Aufgabe: Drucken Sie aus der Bierverkostung den Wortlaut unverändert ab, beginnend mit „Der Antrunk ist malzig“ und weiter bis einschließlich „zu erinnern beginnt.“.

Lesetext:
Der Duft wird von Dunkelmalzaromen dominiert – ein bisschen kräuterig, ein bisschen an Blockmalz erinnernd. So, wie es sich für einen dunklen Bock gehört.

Der Antrunk ist malzig süß und holzig-adstringierend gleichzeitig. Sehr interessant. Auf der Zunge bleibt die Malzsüße durchaus prägnant, wird aber trotzdem von einer holzigen, adstringierenden Bittere getoppt. Ein paar Aromen von überreifen Pflaumen spüre ich, ebenso ein bisschen Vanille, etwas geröstetes Holz.

Nach dem Schluck hinterlässt das Bier raue Schleimhäute im Mund- und Rachenraum. Sie paaren sich mit einer kernigen, leicht brenzligen Bittere, die jetzt an geröstete Kakaobohnen zu erinnern beginnt.

Sehr robust, das alles. Kein Bier für den großen Schluck, und auch kein Bier für Menschen, die eher die dezenten sensorischen Erfahrungen bevorzugen. Die Boomer-Generation würde sagen „Ein Bier für echte Männer“.

Pump Kin Pao – Asiatic Pumpkin Ale (5,0%)

Das Bier ist hellbraun und nur leicht trüb. Aber was ihm an Trübung fehlt, macht es durch üppigen und lange haltbaren Schaum wieder wett, so dass es ewig dauert, bis das Glas ganz eingeschenkt ist.

Der Duft ist vordergründig etwas erdig-fruchtig, aber im Hintergrund verbergen sich noch ein paar mehr interessante Akzente: Ein feiner Hauch zitroniger Frische, wie von Melisse. Ein Tupfer Gewürznelke. Eine Note, die etwas an Bambus erinnert, aber nicht dessen komplex-erdige Tiefe erreicht.

Der Antrunk ist spritzig und frisch. Mit dem Auftreffen des Biers auf die Schleimhäute im Mund ist die Spritzigkeit schlagartig vorbei; stattdessen bildet sich ein pelziges, leicht adstringierendes Gefühl aus. Ist das Bier oxidiert, oder enthält es (vom Kürbis oder wovon auch immer) viele Gerbstoffe? Die raue Bitterkeit, die insbesondere an den Zungenrändern sehr deutlich wird, könnte aus beiden Gründen so präsent sein.

Der Schluck präsentiert dann retronasal dezente Kürbisaromen (aha, endlich!), und die pelzige Rauheit breitet sich bis in den tiefen Rachen aus.

Billy Blonka – Blueberry Tonka IPA; Fun in the Snow – Pastry White Stout; Robohop – New England IPA

Billy Blonka – Blueberry Tonka IPA (4,9%)

Liste der Einträge:
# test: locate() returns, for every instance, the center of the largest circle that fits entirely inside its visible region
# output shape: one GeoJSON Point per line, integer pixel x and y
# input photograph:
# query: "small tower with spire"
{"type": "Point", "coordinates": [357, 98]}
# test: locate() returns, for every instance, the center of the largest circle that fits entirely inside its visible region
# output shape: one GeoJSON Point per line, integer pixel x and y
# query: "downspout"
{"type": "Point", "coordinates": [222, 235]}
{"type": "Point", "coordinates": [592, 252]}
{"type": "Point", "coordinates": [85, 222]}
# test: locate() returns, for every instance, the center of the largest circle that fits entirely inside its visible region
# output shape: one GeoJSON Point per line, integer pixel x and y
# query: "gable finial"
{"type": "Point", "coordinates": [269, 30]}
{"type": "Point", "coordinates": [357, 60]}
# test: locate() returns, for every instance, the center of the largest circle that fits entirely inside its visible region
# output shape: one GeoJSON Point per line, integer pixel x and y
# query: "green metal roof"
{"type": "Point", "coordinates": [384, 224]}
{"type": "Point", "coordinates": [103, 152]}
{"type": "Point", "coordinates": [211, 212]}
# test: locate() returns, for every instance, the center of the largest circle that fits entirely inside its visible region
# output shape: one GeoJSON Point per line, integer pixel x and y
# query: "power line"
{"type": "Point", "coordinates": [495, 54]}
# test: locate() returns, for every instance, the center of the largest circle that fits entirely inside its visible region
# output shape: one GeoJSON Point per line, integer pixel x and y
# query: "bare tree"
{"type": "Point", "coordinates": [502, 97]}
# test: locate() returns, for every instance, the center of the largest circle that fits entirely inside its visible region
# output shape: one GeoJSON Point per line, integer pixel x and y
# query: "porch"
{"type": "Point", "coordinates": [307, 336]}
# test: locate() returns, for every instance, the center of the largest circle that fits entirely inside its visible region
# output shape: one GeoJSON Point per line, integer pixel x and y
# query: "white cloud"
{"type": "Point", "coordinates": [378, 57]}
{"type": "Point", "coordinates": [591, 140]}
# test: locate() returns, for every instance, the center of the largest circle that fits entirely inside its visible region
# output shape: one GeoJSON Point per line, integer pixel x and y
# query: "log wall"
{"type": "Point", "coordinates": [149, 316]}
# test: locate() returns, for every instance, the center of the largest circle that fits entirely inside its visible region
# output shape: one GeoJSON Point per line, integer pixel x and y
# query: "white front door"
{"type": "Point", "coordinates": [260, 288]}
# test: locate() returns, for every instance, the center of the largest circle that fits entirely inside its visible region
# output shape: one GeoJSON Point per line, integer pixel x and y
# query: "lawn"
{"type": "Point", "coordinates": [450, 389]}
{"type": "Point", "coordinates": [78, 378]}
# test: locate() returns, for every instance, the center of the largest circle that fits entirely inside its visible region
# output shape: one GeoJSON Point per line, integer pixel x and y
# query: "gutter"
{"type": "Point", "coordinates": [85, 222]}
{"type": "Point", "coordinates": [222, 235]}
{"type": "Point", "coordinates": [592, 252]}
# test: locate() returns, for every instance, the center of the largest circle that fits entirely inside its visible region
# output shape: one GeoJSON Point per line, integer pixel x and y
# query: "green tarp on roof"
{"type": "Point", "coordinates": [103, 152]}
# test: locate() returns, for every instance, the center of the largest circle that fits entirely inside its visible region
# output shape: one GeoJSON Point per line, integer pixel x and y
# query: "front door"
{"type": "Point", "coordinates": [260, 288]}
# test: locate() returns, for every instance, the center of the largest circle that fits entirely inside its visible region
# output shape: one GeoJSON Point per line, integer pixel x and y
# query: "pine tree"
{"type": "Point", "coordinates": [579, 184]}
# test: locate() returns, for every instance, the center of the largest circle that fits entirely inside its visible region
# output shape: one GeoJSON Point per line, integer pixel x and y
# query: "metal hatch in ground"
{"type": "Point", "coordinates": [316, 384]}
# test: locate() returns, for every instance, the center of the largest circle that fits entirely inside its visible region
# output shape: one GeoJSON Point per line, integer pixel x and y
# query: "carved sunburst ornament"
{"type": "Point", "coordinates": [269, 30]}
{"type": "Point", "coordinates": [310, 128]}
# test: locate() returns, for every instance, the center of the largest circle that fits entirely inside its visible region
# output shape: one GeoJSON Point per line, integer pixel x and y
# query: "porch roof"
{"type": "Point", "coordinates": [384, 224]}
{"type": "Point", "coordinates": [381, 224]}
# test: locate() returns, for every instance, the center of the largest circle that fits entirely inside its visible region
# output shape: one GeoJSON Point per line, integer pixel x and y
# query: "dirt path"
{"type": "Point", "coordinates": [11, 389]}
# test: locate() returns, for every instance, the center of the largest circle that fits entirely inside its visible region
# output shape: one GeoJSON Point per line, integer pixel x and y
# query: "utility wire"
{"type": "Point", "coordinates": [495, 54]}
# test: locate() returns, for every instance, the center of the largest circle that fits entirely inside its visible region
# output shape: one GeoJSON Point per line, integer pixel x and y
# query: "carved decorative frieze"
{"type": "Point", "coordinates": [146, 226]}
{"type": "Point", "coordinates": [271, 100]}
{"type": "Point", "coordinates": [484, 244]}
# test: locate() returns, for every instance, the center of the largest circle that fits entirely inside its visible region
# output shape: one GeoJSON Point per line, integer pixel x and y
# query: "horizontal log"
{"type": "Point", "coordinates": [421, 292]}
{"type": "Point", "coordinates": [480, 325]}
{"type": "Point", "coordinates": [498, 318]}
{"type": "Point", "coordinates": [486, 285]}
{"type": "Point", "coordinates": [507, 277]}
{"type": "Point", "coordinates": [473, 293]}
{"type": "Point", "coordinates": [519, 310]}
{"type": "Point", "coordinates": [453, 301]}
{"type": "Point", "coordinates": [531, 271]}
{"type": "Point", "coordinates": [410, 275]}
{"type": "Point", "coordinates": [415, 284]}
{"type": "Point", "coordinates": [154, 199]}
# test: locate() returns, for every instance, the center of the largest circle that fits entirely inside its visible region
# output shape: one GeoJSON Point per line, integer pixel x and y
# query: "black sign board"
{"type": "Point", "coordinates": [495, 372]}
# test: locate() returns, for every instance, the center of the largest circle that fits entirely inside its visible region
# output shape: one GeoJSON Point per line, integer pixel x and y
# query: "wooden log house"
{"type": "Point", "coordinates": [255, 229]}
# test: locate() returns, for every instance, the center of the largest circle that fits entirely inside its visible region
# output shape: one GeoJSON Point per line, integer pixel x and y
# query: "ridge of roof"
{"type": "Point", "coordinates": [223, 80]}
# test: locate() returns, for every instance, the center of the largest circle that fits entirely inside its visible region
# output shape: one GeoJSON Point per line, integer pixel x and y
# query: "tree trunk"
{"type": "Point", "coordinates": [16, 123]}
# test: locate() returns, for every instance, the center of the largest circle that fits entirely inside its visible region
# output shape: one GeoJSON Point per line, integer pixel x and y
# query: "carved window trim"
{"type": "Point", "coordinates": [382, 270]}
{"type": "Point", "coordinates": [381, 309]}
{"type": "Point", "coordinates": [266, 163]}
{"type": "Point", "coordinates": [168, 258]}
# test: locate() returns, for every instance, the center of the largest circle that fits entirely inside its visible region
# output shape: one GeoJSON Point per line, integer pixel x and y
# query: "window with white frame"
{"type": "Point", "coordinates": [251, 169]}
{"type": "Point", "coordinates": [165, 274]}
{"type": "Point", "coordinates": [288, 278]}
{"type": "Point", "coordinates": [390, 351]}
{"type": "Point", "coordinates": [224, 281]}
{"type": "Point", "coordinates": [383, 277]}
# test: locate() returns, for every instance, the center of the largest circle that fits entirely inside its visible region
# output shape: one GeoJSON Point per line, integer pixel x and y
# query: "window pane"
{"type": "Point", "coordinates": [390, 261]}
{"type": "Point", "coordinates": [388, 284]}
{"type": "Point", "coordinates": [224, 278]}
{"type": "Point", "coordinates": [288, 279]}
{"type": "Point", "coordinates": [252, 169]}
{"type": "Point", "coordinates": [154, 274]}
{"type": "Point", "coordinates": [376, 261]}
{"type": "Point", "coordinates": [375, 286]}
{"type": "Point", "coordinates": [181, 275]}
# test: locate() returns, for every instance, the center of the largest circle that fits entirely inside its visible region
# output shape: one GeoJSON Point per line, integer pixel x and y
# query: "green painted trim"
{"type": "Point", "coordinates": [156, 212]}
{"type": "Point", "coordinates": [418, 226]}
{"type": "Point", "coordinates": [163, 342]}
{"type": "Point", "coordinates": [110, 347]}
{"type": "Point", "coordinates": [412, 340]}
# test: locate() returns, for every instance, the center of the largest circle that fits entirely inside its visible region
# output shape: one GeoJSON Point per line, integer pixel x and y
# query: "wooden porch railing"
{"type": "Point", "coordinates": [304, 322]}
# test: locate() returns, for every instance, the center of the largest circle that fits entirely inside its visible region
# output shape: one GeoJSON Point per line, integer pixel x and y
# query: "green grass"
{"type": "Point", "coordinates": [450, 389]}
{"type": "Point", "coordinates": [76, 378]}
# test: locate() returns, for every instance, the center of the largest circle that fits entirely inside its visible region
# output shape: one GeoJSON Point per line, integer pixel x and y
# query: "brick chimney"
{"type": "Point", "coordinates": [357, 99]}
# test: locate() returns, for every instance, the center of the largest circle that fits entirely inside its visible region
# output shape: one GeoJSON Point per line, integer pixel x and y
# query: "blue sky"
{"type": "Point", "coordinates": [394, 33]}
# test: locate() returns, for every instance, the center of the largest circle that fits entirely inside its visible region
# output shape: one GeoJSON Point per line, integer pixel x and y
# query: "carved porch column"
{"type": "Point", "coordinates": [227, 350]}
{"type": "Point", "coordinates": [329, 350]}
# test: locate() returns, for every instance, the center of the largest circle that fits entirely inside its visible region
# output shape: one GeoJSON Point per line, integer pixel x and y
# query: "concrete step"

Lösung:
Der Antrunk ist malzig süß und holzig-adstringierend gleichzeitig. Sehr interessant. Auf der Zunge bleibt die Malzsüße durchaus prägnant, wird aber trotzdem von einer holzigen, adstringierenden Bittere getoppt. Ein paar Aromen von überreifen Pflaumen spüre ich, ebenso ein bisschen Vanille, etwas geröstetes Holz.

Nach dem Schluck hinterlässt das Bier raue Schleimhäute im Mund- und Rachenraum. Sie paaren sich mit einer kernigen, leicht brenzligen Bittere, die jetzt an geröstete Kakaobohnen zu erinnern beginnt.